— Challenge —
Count how many lines in the material below contain the string "shirt", and reply with that number alone.

— Data entries —
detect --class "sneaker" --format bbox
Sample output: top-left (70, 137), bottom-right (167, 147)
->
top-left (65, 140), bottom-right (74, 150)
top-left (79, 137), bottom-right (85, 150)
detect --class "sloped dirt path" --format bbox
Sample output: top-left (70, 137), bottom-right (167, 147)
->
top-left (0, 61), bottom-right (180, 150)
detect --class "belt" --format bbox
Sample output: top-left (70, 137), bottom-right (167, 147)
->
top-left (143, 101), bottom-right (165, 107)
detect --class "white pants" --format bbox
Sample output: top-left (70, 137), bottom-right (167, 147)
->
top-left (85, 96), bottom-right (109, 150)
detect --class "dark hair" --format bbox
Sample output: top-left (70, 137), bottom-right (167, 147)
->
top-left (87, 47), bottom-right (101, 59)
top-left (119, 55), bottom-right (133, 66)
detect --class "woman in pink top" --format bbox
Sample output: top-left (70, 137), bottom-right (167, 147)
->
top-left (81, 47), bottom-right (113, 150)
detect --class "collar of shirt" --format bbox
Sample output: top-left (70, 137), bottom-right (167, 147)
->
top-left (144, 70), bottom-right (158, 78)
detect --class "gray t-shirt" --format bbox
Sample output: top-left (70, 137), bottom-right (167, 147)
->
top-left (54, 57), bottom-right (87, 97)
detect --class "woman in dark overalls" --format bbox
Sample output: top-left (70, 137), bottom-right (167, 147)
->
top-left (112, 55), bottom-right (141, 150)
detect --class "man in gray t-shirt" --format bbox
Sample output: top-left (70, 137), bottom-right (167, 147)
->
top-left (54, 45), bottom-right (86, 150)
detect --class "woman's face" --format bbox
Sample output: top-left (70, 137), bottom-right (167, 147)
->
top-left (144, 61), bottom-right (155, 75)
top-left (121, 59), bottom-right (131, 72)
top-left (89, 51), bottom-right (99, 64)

* * *

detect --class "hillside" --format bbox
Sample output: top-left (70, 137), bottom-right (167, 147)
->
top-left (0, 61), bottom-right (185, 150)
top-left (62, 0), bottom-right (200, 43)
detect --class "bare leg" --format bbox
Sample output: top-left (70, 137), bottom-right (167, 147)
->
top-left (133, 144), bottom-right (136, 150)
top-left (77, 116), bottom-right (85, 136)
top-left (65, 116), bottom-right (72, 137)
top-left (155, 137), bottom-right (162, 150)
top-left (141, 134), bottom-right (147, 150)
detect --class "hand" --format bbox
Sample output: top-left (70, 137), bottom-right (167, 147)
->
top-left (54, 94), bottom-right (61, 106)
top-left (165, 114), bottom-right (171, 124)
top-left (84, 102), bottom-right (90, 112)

* * *

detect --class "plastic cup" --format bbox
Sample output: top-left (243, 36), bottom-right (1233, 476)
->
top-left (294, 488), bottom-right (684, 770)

— Worked answer —
3